* [Exercise description]
Repeat the listing exactly, minus the pictures.

* [Data for analysis]
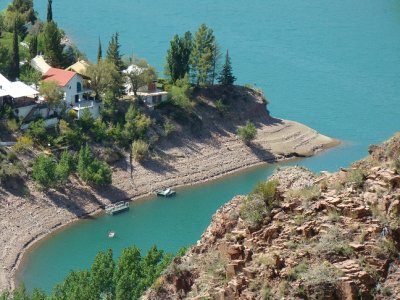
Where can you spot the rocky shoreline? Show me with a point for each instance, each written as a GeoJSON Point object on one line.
{"type": "Point", "coordinates": [25, 221]}
{"type": "Point", "coordinates": [207, 148]}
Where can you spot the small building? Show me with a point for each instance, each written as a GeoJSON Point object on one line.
{"type": "Point", "coordinates": [76, 95]}
{"type": "Point", "coordinates": [39, 64]}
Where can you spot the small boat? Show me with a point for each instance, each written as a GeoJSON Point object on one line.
{"type": "Point", "coordinates": [165, 193]}
{"type": "Point", "coordinates": [117, 207]}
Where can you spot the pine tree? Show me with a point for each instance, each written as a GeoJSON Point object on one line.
{"type": "Point", "coordinates": [14, 72]}
{"type": "Point", "coordinates": [99, 52]}
{"type": "Point", "coordinates": [33, 46]}
{"type": "Point", "coordinates": [49, 11]}
{"type": "Point", "coordinates": [226, 77]}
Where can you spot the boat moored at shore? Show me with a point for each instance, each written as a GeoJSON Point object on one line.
{"type": "Point", "coordinates": [117, 207]}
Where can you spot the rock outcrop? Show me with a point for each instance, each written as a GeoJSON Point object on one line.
{"type": "Point", "coordinates": [327, 236]}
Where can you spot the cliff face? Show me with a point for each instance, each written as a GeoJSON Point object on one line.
{"type": "Point", "coordinates": [327, 236]}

* [Written solution]
Where can you spot the rocky shoreline? Show me with a point for each instance, each written as a GeoJSON Point object on one line.
{"type": "Point", "coordinates": [25, 221]}
{"type": "Point", "coordinates": [207, 148]}
Where can you spot the small building? Show me with a point for each instance, each written as a GeoJSON Point object on one line.
{"type": "Point", "coordinates": [76, 95]}
{"type": "Point", "coordinates": [39, 64]}
Where can you spot the small boat? Show me with a point for each instance, each written as a GeoJSON Point object on one line.
{"type": "Point", "coordinates": [165, 193]}
{"type": "Point", "coordinates": [117, 207]}
Where can you spot the pine tree? Show me with a point for each instance, each written as a GeoJSON Point object on one line.
{"type": "Point", "coordinates": [14, 72]}
{"type": "Point", "coordinates": [99, 52]}
{"type": "Point", "coordinates": [33, 46]}
{"type": "Point", "coordinates": [49, 11]}
{"type": "Point", "coordinates": [226, 77]}
Where can you spot the boat moored at shore? Show me with a point for each instance, each written as a GeoJSON Point object on one line.
{"type": "Point", "coordinates": [117, 207]}
Where can you spot the rock outcrop? Show me with a point for each instance, each written as a GeoJSON Point object on one line.
{"type": "Point", "coordinates": [327, 236]}
Where can you spot the cliff face? Show me with a point for each instance, each written as a GeoJSON Point object on one line.
{"type": "Point", "coordinates": [327, 236]}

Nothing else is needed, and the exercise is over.